►
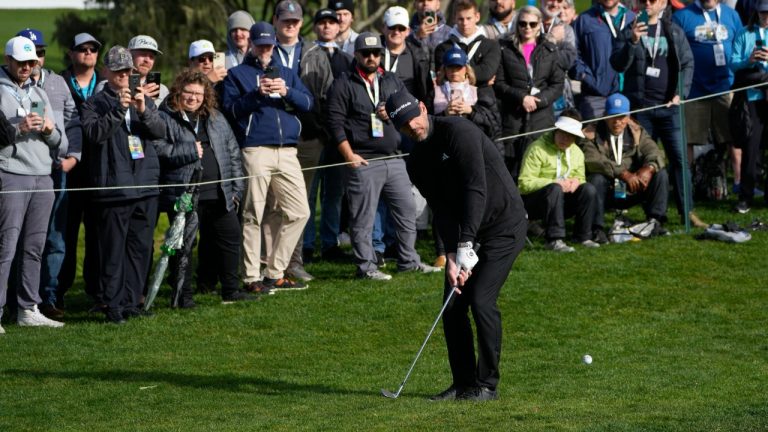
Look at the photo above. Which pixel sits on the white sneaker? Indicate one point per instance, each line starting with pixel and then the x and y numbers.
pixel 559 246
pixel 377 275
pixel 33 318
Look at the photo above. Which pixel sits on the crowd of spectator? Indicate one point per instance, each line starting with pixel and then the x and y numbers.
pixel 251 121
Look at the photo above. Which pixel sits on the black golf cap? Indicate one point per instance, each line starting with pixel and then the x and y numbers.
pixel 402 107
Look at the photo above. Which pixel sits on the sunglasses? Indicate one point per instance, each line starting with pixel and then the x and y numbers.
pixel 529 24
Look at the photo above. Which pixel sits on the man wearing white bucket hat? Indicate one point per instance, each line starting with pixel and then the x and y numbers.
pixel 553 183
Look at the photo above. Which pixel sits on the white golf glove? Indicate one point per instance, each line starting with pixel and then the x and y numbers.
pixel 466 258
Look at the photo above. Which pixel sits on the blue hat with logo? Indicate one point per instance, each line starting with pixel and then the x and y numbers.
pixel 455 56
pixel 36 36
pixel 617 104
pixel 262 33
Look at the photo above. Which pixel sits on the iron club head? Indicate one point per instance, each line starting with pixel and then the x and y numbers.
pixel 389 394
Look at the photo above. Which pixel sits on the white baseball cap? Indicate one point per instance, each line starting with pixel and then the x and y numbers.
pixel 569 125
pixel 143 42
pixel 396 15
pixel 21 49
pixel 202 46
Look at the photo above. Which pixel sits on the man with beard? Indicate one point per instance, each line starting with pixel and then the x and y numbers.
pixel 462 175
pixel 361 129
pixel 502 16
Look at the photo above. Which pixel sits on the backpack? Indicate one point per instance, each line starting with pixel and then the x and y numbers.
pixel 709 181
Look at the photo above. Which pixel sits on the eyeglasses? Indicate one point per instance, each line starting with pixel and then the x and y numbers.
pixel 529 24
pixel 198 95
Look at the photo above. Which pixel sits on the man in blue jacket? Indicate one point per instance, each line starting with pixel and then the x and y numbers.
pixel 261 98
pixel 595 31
◄
►
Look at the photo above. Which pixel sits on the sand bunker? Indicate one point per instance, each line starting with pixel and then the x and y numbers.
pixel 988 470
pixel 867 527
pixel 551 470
◄
**Given problem:** Copy out the material word for word, from the line containing "Look at the photo above. Which pixel sits on the blue" through the line containing "pixel 502 16", with both of those lines included.

**Answer in full:**
Look at the photo above. Which pixel sits on the blue hat with logo? Indicate one point per instance, each line starting with pixel and then the x and y numbers.
pixel 455 56
pixel 36 36
pixel 617 104
pixel 262 33
Look at the photo above. Which pixel sits on the iron club head? Indicate one point per instance, each line starting with pixel and then the x and y numbers.
pixel 389 394
Look at the photo above. Which pixel sits on the white baseball cap? Indicate one point per instance, each line starting with pixel and then the x and y numbers.
pixel 569 125
pixel 143 42
pixel 396 15
pixel 21 49
pixel 202 46
Look at the photo above. Which pixel sits on the man with beard? Indicate one point per instance, each line starting with pixel and then the x and y numbers.
pixel 462 175
pixel 361 129
pixel 502 16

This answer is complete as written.